— ACTIVITY —
A faithful copy of the data is the goal; set it down exactly, without the images.

Stored data entries
- Opening Delimiter -
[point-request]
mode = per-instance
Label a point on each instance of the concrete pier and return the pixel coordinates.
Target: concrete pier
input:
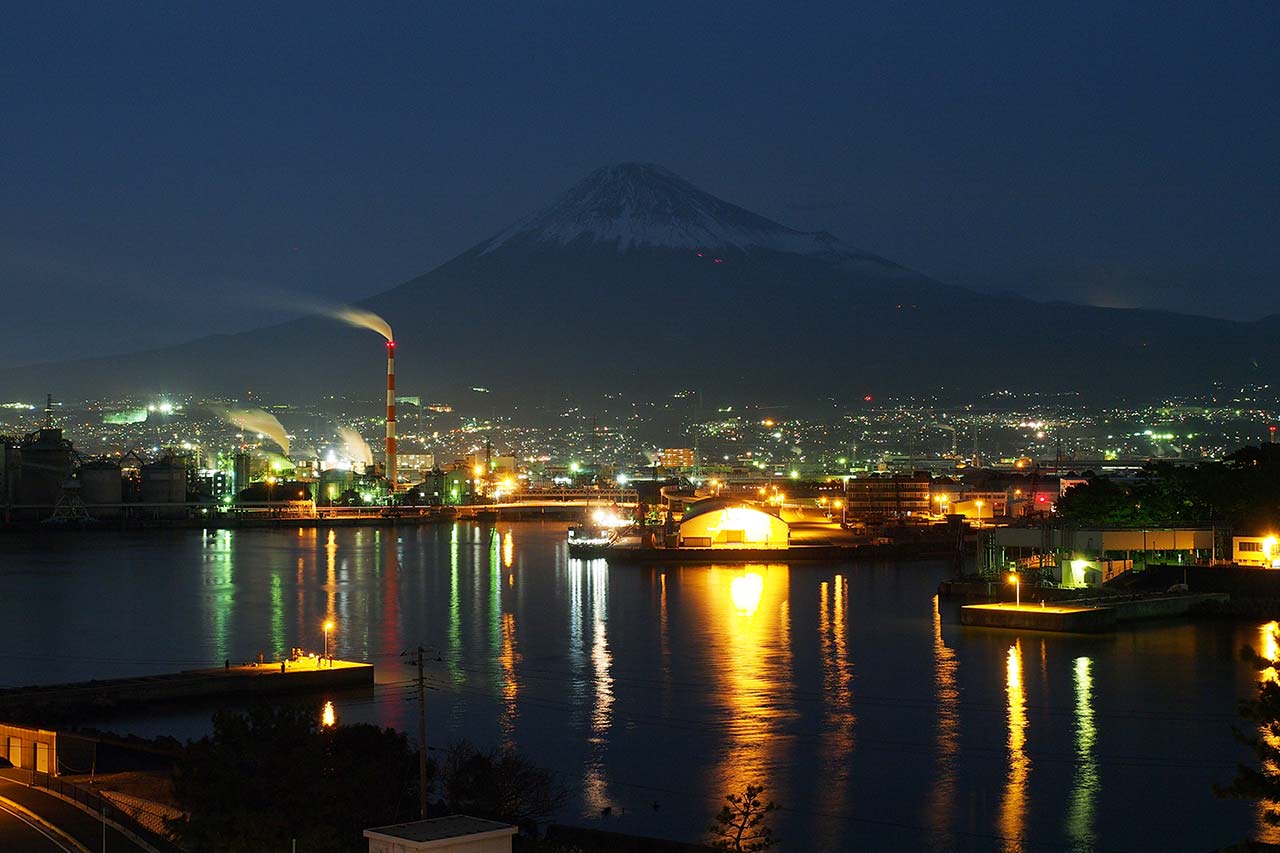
(265, 679)
(1083, 617)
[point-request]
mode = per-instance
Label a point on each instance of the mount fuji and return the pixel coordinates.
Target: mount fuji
(638, 282)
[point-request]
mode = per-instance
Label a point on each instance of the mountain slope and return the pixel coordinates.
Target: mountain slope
(635, 281)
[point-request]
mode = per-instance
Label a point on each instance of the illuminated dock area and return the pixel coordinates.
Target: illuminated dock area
(1084, 617)
(1075, 620)
(306, 674)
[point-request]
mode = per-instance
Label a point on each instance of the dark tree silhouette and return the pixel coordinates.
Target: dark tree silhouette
(273, 775)
(740, 825)
(1261, 783)
(499, 784)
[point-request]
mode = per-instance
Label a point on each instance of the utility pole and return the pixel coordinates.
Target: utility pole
(421, 729)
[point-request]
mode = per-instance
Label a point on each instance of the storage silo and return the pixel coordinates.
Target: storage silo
(46, 464)
(101, 488)
(164, 482)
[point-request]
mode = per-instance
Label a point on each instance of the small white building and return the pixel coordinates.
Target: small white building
(1262, 552)
(452, 834)
(730, 523)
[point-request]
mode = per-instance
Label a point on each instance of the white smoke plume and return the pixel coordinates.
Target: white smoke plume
(355, 446)
(255, 420)
(362, 319)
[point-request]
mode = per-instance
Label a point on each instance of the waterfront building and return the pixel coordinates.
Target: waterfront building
(730, 523)
(676, 457)
(1262, 552)
(1089, 556)
(881, 497)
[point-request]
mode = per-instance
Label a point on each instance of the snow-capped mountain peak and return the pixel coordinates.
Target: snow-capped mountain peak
(639, 205)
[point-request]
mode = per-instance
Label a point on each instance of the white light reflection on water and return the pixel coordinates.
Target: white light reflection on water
(941, 811)
(1086, 787)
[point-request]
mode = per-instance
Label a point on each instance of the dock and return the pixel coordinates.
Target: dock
(305, 675)
(1086, 617)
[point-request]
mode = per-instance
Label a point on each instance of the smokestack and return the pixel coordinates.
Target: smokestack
(391, 415)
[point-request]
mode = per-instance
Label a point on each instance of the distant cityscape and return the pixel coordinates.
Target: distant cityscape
(213, 455)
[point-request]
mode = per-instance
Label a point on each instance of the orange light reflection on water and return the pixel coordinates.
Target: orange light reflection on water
(1013, 806)
(750, 648)
(1269, 648)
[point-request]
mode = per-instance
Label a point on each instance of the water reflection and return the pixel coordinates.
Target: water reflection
(1084, 785)
(330, 579)
(455, 642)
(752, 655)
(1269, 648)
(837, 738)
(218, 568)
(1013, 806)
(507, 658)
(602, 706)
(946, 728)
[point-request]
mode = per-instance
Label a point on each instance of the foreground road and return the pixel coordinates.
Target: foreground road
(19, 833)
(85, 829)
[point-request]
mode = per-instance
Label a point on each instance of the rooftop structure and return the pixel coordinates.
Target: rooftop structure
(452, 834)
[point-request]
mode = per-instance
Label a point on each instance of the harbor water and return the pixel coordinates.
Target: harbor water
(848, 689)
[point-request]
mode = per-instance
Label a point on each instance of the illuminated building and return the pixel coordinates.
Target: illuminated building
(676, 457)
(1262, 552)
(727, 523)
(888, 497)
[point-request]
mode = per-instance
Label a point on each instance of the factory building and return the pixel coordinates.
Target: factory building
(728, 523)
(897, 496)
(101, 488)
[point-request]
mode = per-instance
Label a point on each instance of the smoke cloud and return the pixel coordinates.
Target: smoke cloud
(355, 446)
(364, 319)
(256, 420)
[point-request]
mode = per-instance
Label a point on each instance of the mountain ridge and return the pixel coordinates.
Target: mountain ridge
(635, 279)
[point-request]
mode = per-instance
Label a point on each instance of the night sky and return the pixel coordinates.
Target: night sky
(168, 173)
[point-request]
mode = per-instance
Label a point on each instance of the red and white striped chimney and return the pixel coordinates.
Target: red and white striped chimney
(391, 415)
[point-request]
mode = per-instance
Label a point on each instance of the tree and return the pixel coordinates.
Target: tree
(740, 825)
(273, 775)
(1260, 783)
(499, 784)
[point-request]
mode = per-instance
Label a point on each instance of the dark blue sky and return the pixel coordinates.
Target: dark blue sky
(160, 167)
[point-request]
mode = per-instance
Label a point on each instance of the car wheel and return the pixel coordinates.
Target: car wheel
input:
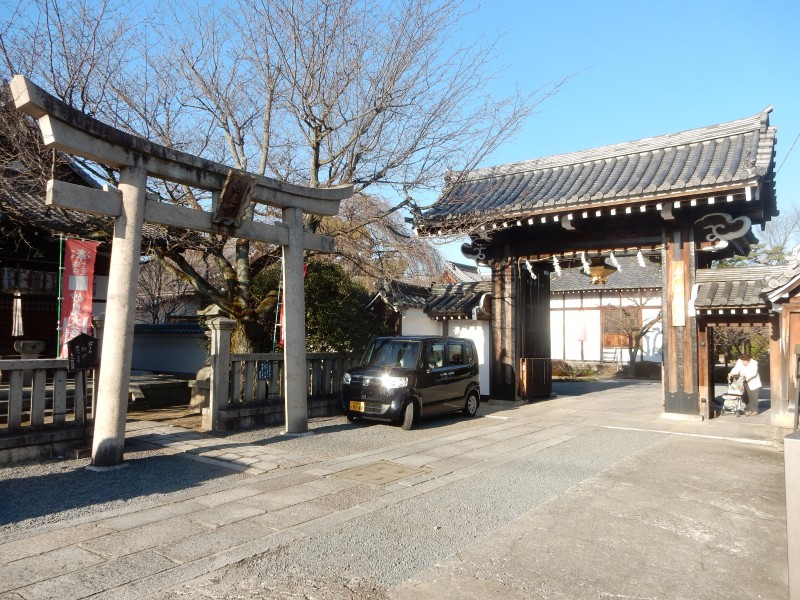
- Closing Delimiter -
— ANSWER SPACE —
[point-request]
mode = per-instance
Label a point on each instance of the concrete pier and return the pixel coordinates.
Target: concrete pier
input:
(265, 679)
(1083, 617)
[point-request]
mode = per-instance
Label a point on each instance of the mount fuji and return the pixel coordinates.
Target: mount fuji
(638, 282)
[point-request]
mode = per-instance
Label a point on each instance of the mountain slope and return the pixel coordinates.
Target: mountain slope
(635, 281)
[point-request]
mode = per-instance
Label a point on each instance of the illuminated dock area and return the pixel coordinates.
Target: illuminated dock area
(1084, 617)
(1075, 620)
(306, 674)
[point-request]
mode = per-instance
Label a point on each instance of the dark tree silhouette and return the pixel coordinates.
Target: dark tree silhouette
(273, 775)
(740, 825)
(1261, 783)
(499, 784)
[point-request]
mode = per-instance
Label a point on each instance of the utility pole and return the pixel coordinates.
Target: utility pole
(421, 729)
[point-request]
mode = per-instance
Label a point on each instance of the storage silo and return the pixel coordinates.
Target: storage silo
(46, 464)
(101, 488)
(164, 482)
[point-request]
mode = per-instance
Label a point on each instance of the small white building and return the pixel coordinates.
Target: small white building
(1262, 552)
(452, 834)
(730, 523)
[point-request]
mode = per-instance
Label a point on each instance of the white smoke plume and return the pixel coordinates.
Target: white smoke plume
(355, 446)
(255, 420)
(362, 319)
[point-request]
mode = per-instance
Label a point on each instance of the waterfront building and return the pixel coordinates.
Target: waterfront building
(730, 523)
(676, 457)
(1262, 552)
(1089, 556)
(881, 497)
[point-request]
mode = per-instance
Label a point on each instance of the snow-capped mountain peak and return the pixel coordinates.
Target: snow-capped mountain peak
(639, 205)
[point-request]
mode = per-instance
Label a point on each instance of the white light reflection on water and return the pixel coordinates.
Target: white light reflection on water
(941, 811)
(1086, 787)
[point-request]
mode = per-instance
Label a point on each instance of the dock and return the pixel coordinates.
Target: dock
(305, 675)
(1086, 617)
[point-request]
mode = per-instance
Label a point on each instance of the smokestack and return the pixel coordinates.
Target: smokestack
(391, 415)
[point-request]
mode = per-instance
Label a point on each instance of the distant cityscape and return the pixel coordinates.
Target: distant cityscape
(213, 455)
[point-request]
mode = per-instance
Label a point on each instance of the orange light reflection on water and return the pixel coordinates.
Target: orange light reflection on water
(1013, 806)
(750, 648)
(1269, 648)
[point-request]
mode = per-instance
Label a point on each instance of the water reflection and return the pixel coordinates.
Target: water reflection
(1084, 785)
(330, 579)
(455, 642)
(752, 655)
(1269, 648)
(837, 738)
(218, 568)
(1013, 806)
(507, 658)
(602, 706)
(946, 728)
[point-request]
mode = per-instance
Label a point on each instance of the foreground road and return the pixel coordinates.
Target: foreground road
(19, 833)
(85, 829)
[point-request]
mode = per-instance
Label a point on each instance of the rooftop structure and return the pixel coordinates.
Target: rooftop structure
(452, 834)
[point-request]
mode = per-instance
Label a point on each instance of the harbor water and return the pixel coordinates.
Target: harbor water
(848, 689)
[point-request]
mode = per-instance
Label a point on each instance of the illuminated building and return the pixel coordinates.
Target: illuminated building
(676, 457)
(1262, 552)
(727, 523)
(888, 497)
[point-request]
mode = per-instance
Label a point on each instance of the factory building and return the pixel coordinates.
Target: factory building
(728, 523)
(897, 496)
(101, 488)
[point-request]
mode = per-instance
Label a point on each instance of the smoke cloud and return the pixel coordinates.
Target: smoke cloud
(355, 446)
(364, 319)
(256, 420)
[point-request]
mode = per-instance
Label a point on each instance of the mountain ridge and return the pixel coordinates.
Target: mountain ridge
(635, 279)
[point-request]
mode = per-instance
Label a point on each instance of the night sky and return the pixel coordinates.
Target: night sky
(168, 173)
[point-request]
mode = per-instance
Label a point on each instance of the red and white striped chimney and return the pixel coordinates.
Target: red and white striped chimney
(391, 415)
[point-request]
mode = per-instance
Label a point on each instance of the tree and return the pixel coordinates.
Target: tree
(740, 825)
(273, 775)
(1260, 783)
(499, 784)
[point-request]
mode = per-instance
Label a point on each instance of the dark blue sky and return the pixel coordinates.
Target: dark blue sky
(160, 167)
[point-request]
mode = per-instance
Label a point on each instance of the car wheel and return the pixel coordinates.
Target: car wheel
input:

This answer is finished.